### PROBLEM DETAILS
Please retype every one of the entries below word for word, line by line, without changing anything.

### INPUT RECORDS
* Start *

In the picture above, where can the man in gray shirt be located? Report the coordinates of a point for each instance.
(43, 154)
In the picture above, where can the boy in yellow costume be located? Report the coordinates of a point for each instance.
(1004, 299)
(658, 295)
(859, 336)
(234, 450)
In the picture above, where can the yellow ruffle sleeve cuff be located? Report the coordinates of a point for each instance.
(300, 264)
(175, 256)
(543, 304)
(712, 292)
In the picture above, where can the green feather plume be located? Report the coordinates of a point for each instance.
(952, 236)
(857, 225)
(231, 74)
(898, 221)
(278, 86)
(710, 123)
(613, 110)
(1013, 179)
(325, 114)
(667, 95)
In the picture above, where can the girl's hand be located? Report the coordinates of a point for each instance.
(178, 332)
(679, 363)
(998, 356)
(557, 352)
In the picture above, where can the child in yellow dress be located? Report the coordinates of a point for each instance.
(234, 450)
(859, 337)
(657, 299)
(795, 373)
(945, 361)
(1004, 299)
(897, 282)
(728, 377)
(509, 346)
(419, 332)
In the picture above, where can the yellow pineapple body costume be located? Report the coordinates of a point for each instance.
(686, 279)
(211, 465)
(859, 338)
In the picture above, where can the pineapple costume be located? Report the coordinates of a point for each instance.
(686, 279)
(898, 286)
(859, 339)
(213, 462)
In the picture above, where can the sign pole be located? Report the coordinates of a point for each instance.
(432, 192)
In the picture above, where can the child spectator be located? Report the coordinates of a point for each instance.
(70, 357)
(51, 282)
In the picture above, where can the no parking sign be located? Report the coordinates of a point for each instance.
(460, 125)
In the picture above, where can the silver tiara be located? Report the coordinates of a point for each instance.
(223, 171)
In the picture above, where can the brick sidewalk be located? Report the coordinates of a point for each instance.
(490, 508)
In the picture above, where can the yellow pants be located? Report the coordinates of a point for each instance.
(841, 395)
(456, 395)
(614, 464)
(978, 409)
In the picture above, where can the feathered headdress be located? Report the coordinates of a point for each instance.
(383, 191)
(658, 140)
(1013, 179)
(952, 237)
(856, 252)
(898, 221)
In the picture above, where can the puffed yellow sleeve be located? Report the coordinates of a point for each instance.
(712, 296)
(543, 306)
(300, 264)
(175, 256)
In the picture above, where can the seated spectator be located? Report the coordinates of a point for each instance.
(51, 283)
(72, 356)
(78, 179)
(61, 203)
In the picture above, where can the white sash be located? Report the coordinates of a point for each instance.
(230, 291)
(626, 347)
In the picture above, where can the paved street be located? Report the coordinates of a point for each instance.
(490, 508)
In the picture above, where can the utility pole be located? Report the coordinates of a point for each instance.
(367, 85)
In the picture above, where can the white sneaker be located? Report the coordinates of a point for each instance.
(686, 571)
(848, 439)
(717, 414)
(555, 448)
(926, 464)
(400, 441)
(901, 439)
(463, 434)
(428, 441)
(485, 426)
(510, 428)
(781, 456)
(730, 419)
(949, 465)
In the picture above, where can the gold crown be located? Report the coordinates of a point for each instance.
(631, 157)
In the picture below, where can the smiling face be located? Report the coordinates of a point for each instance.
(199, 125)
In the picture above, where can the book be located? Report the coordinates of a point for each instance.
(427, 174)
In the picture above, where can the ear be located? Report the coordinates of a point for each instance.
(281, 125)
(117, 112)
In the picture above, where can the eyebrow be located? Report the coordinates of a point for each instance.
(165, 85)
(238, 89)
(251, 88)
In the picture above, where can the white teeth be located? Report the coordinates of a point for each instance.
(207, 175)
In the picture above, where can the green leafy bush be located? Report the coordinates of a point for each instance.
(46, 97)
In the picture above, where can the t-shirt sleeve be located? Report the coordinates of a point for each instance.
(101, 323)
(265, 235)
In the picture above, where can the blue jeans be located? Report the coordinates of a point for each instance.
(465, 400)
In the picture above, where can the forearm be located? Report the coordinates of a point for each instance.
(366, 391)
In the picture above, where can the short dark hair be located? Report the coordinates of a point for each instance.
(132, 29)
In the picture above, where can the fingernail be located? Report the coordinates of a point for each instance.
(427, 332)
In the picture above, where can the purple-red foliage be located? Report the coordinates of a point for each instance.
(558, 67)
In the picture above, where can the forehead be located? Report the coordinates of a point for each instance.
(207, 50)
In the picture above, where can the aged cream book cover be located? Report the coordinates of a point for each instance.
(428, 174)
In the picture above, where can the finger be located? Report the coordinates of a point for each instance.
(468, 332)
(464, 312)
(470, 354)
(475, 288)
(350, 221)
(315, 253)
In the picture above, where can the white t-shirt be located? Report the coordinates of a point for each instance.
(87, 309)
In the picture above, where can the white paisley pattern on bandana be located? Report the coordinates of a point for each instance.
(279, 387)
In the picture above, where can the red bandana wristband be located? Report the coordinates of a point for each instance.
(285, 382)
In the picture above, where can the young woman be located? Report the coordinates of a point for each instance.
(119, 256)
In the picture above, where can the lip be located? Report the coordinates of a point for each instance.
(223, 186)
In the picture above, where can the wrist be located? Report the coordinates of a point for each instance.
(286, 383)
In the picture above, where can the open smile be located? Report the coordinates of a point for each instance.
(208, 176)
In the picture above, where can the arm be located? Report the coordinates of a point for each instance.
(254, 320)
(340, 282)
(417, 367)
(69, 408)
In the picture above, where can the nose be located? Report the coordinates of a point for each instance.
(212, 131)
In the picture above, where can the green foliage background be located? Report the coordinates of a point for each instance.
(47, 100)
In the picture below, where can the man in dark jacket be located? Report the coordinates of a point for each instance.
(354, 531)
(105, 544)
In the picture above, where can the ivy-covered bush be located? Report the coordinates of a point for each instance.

* End *

### EXERCISE SOLUTION
In the picture above, where can the man in gray shirt be located? Report the coordinates of a point for each instance.
(43, 154)
In the picture above, where can the boy in yellow costume be located? Report the coordinates of a point for each instance.
(1004, 299)
(658, 295)
(859, 336)
(234, 450)
In the picture above, where can the yellow ruffle sleeve cuff be located? Report the coordinates of a point for each instance.
(300, 264)
(175, 256)
(543, 304)
(712, 292)
In the picture above, where can the green feather plume be located? Report the coordinates of a point for each instance.
(952, 236)
(857, 225)
(231, 74)
(898, 221)
(278, 86)
(710, 123)
(613, 110)
(1013, 179)
(325, 114)
(667, 95)
In the picture above, where can the girl's hand be located? Report the coordinates of a point for each instance.
(178, 332)
(679, 363)
(998, 356)
(557, 352)
In the picture above, where can the child in yellow dress be located? Report the coordinates of a point for each instance.
(234, 450)
(859, 337)
(657, 299)
(795, 373)
(945, 361)
(1004, 299)
(897, 282)
(728, 377)
(509, 346)
(419, 332)
In the picture above, where can the yellow pineapple body costume be located? Report the coordinates of a point for each instance.
(686, 279)
(211, 465)
(859, 338)
In the picture above, where can the pineapple costume be located? Report the coordinates of a point for each instance.
(686, 279)
(898, 286)
(859, 339)
(213, 462)
In the picture above, where can the sign pole be located? Report the coordinates of a point for each instance.
(432, 192)
In the picture above, where can the child spectator be located? Report the coordinates of a point for each instance.
(70, 357)
(51, 282)
In the picture above, where can the no parking sign be located? Report the coordinates of a point for each instance.
(460, 125)
In the picture above, where can the silver tiara be located? Report the coordinates of a point for each instance.
(223, 171)
In the picture above, where can the brick sidewalk be located? Report the coordinates of a point for each instance.
(490, 508)
In the picture above, where can the yellow pants be located? Report the coordinates of a point for each instance.
(841, 395)
(456, 395)
(614, 464)
(978, 409)
In the picture above, where can the feathered headdress be located? Report the coordinates of a point for each instance.
(383, 191)
(658, 140)
(1013, 179)
(952, 237)
(856, 252)
(898, 221)
In the picture above, where can the puffed yellow sleeve be located? Report the coordinates of a point for each instance.
(712, 296)
(543, 306)
(300, 264)
(175, 256)
In the picture above, where can the seated spectator be located? Report the coordinates of a point for each instance.
(51, 283)
(72, 356)
(78, 179)
(61, 203)
In the picture above, where can the white sash be located? Report the coordinates of a point for each instance.
(230, 291)
(626, 347)
In the picture above, where can the paved street be located? Report the coordinates of a point for each instance.
(490, 508)
In the picture above, where can the utility pole be located? Report the coordinates of a point for each instance.
(367, 85)
In the picture above, where can the white sneaker be located? Report the coordinates of a point for each instance.
(686, 571)
(848, 439)
(717, 414)
(555, 448)
(926, 464)
(400, 441)
(901, 439)
(463, 434)
(428, 441)
(485, 426)
(510, 428)
(781, 456)
(730, 419)
(949, 465)
In the picture above, where can the gold crown be located? Report the coordinates of a point for each instance.
(631, 157)
In the picture below, where can the smiling face be located? Report the coordinates of a point for each instance.
(199, 125)
In the picture above, where can the book be located? Report the coordinates of a point for each instance.
(427, 174)
In the picture above, where can the ear be located? Report the coordinates of a point for each instance.
(281, 125)
(117, 112)
In the picture above, where can the eyebrow be located? Report the coordinates of a point for each instance.
(165, 85)
(238, 89)
(251, 88)
In the picture above, where can the white teeth be located? Report the coordinates of a point for each instance.
(207, 175)
In the picture above, where can the green leafy bush be located? Report the coordinates of a point for each instance.
(46, 97)
In the picture above, where can the t-shirt sleeve be located? Report the coordinates of a point for each instance.
(101, 323)
(265, 235)
In the picture above, where can the blue jeans be located? Report the coordinates of a point for each instance.
(465, 400)
In the picture above, where can the forearm be located? Report the coordinates of a point for each instance.
(366, 391)
In the picture above, where can the short dark hair be located? Report the coordinates of a point for each instance.
(132, 29)
In the picture above, where can the fingernail be located? Report the coordinates of a point for each instance.
(427, 332)
In the picture above, where can the purple-red foliage be located? Report the coordinates of a point for each instance.
(558, 67)
In the picture above, where can the forehead be located? Report the coordinates of a point for each instance.
(207, 50)
In the picture above, where can the aged cream book cover be located? Report the coordinates of a point for each instance.
(428, 174)
In the picture above, where can the finger be located? Report the coordinates of a point for each instance.
(468, 332)
(464, 312)
(470, 354)
(475, 288)
(350, 221)
(315, 253)
In the picture above, where can the white t-shirt be located? Report the coordinates of a point for each instance.
(87, 309)
In the picture above, where can the white paisley pattern on bandana be located? Report the coordinates of a point for each instance.
(279, 387)
In the picture above, where can the red bandana wristband be located? Report the coordinates of a point for each instance.
(285, 382)
In the picture above, where can the young woman be located? Report the coordinates of a point for each instance.
(119, 256)
In the picture above, where can the lip be located? Report the coordinates of a point for each instance.
(223, 186)
In the picture above, where can the wrist be located? Report the coordinates of a point for each instance.
(286, 383)
In the picture above, where can the open smile be located? Report the coordinates of a point for each instance.
(208, 176)
In the picture above, where can the arm be located? Report the coordinates of a point for each instance.
(254, 320)
(340, 282)
(417, 367)
(69, 408)
In the picture above, where can the nose be located? Report the coordinates of a point for each instance.
(212, 131)
In the picture above, where can the green foliage background be located? Report the coordinates of a point for each instance.
(47, 100)
In the picture below, where can the man in dark jacket be located? Report the coordinates of a point for each instance.
(354, 531)
(105, 544)
In the picture above, where can the ivy-covered bush be located? Report the coordinates of a point for each instance.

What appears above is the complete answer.